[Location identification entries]
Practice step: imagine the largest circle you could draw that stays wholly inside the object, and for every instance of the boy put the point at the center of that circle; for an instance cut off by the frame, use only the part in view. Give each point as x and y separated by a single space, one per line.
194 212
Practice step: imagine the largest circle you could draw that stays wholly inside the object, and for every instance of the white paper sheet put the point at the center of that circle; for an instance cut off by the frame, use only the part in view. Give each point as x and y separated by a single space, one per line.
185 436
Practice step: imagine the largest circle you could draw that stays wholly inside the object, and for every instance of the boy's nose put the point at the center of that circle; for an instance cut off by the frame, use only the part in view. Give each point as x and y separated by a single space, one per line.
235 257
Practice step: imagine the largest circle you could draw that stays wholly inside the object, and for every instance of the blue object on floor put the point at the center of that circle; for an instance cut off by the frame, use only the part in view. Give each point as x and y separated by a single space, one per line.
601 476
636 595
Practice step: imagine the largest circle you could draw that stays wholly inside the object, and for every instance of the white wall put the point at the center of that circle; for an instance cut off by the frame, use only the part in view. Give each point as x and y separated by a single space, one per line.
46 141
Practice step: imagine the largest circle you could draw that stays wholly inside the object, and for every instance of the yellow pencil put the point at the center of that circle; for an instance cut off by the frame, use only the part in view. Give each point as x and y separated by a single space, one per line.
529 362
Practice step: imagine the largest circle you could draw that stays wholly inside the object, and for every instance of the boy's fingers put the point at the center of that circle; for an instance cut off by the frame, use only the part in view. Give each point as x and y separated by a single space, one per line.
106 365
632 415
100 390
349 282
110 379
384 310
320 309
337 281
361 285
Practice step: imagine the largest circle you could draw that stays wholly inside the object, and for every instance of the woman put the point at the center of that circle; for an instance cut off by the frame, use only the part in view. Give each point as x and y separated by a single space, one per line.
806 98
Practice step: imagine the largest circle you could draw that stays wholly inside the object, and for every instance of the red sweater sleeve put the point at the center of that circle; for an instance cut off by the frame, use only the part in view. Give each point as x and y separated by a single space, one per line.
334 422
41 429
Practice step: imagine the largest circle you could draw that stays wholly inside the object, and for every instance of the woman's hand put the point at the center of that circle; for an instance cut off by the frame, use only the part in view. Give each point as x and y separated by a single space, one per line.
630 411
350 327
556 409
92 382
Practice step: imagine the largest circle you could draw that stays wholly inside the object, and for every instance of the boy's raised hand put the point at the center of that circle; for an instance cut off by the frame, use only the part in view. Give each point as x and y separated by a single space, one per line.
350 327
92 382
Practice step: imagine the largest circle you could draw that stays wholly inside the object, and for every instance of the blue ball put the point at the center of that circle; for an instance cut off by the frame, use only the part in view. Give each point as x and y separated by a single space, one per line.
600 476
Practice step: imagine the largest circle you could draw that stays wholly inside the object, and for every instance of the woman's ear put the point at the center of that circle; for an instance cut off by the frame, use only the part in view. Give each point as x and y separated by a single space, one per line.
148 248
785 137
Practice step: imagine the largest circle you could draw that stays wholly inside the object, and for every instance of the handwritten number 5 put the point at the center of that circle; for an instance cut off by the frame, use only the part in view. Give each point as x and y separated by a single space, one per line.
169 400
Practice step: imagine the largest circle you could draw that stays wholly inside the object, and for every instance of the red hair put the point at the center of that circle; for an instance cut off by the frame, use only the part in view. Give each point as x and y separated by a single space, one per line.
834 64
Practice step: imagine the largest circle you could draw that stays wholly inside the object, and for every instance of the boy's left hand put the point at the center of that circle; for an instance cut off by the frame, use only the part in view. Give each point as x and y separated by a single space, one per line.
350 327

→ TASK DETAILS
Rewrite all the lines above as a Markdown table with two columns, Row and Line. Number each row, and leave out any blank lines.

→ WORKED SOLUTION
| Row | Line |
|---|---|
| 1 | Practice step: imagine the largest circle you could draw that stays wholly inside the object, and for every instance of the boy put the point at the center of that circle; for an instance cut off by the frame, use only the part in view. Give each point as x and y separated by a single space, one per line. |
| 2 | 194 212 |
| 3 | Practice step: imagine the largest circle you could draw that stays wholly inside the object, and for every instance of the white paper sheet put the point at the center of that circle; for an instance cut off by the frame, use only the part in view. Give each point as x and y separated by a single space, one per line. |
| 4 | 185 436 |
| 5 | Practice step: imagine the largest circle you could draw that stays wholly inside the object, and for every instance of the boy's nose put the point at the center of that circle; for an instance cut off by the frame, use only the part in view. Give each point as x and y separated by a single space, one per line. |
| 6 | 235 257 |
| 7 | Practice step: imagine the largest circle you could draw that stays wholly inside the object, and for every instance of the blue object on floor put the point at the center of that circle; for an instance cut off by the frame, use only the part in view. Give each point as x and y separated by a single space, one per line. |
| 8 | 601 476 |
| 9 | 636 595 |
| 10 | Practice step: imagine the largest circle you could draw that stays wholly inside the object, and for every instance of the white wall put the point at the center of that circle; for an instance cut off by the frame, use only the part in view. Give each point as x and y separated by a single space, one per line. |
| 11 | 46 141 |
| 12 | Practice step: imagine the largest circle you could draw that stays wholly inside the object, and for every instance of the yellow pencil put the point at the center of that circle; for an instance cut off by the frame, use only the part in view. Give each point as x and y separated by a single space, one per line. |
| 13 | 529 362 |
| 14 | Practice step: imagine the largest circle you could draw that stays wholly inside the object, and for every instance of the boy's fingers put the point at the center of that circle; for an instance cut off by the frame, use only the part in view. Give each point as x and y separated by a single space, one per line. |
| 15 | 106 365 |
| 16 | 632 415 |
| 17 | 100 390 |
| 18 | 349 282 |
| 19 | 110 379 |
| 20 | 384 310 |
| 21 | 320 309 |
| 22 | 337 281 |
| 23 | 361 285 |
| 24 | Practice step: imagine the largest circle you could draw that stays wholly inside the object, and for every instance of the woman put the point at the center of that circle; for an instance cut off by the frame, use only the part in view. Give each point as x and y separated by a single space, one per line. |
| 25 | 806 98 |
| 26 | Practice step: imagine the largest circle you could draw that stays wholly inside the object, and for every instance of the red sweater sleeve put the point at the center of that circle; for an instance cut off by the frame, use only the part in view. Give each point as x and y separated by a single space, one per line. |
| 27 | 334 422 |
| 28 | 41 429 |
| 29 | Practice step: imagine the largest circle you could draw that stays wholly inside the object, and for every instance of the woman's hand put the point at the center of that circle; for an instance cut off by the frame, use only the part in view. Give each point as x and y separated by a single space, one per line. |
| 30 | 630 411 |
| 31 | 350 327 |
| 32 | 556 409 |
| 33 | 92 382 |
| 34 | Practice step: imagine the largest circle you could draw that stays wholly inside the object, and for every instance of the boy's raised hand put the point at the center of that circle; for an instance cut off by the frame, use only the part in view. Give each point as x and y separated by a single space, one per line. |
| 35 | 350 327 |
| 36 | 92 382 |
| 37 | Practice step: imagine the largest circle you could draw that stays wholly inside the object, and for every instance of the blue ball put the point at the center of that circle; for an instance cut off by the frame, use only the part in view. Give each point as x and y separated by a single space, one per line. |
| 38 | 600 476 |
| 39 | Practice step: imagine the largest circle you could draw that stays wholly inside the object, and for every instance of the woman's ear put the point at the center of that circle; for an instance cut off by the frame, use only the part in view. Give each point as x and y separated by a single space, one per line. |
| 40 | 148 248 |
| 41 | 785 137 |
| 42 | Practice step: imagine the largest circle you could draw that stays wholly inside the object, and for every instance of the handwritten number 5 put the point at the center of that circle; for an instance cut off by the frame, use only the part in view. Give each point as x and y separated by a single space, one per line. |
| 43 | 169 400 |
| 44 | Practice step: imagine the largest circle you could draw that stays wholly inside the object, and for every instance of the red hair put the point at the center of that circle; for an instance cut off by the frame, use only the part in view. Give each point as x and y separated by a single space, one per line. |
| 45 | 834 64 |
| 46 | Practice step: imagine the largest circle you could draw that stays wholly inside the object, and for every instance of the boy's left hand put the point at the center of that circle; for an instance cut off by the frame, use only the part in view. Give each point as x and y separated by a single space, one per line. |
| 47 | 350 327 |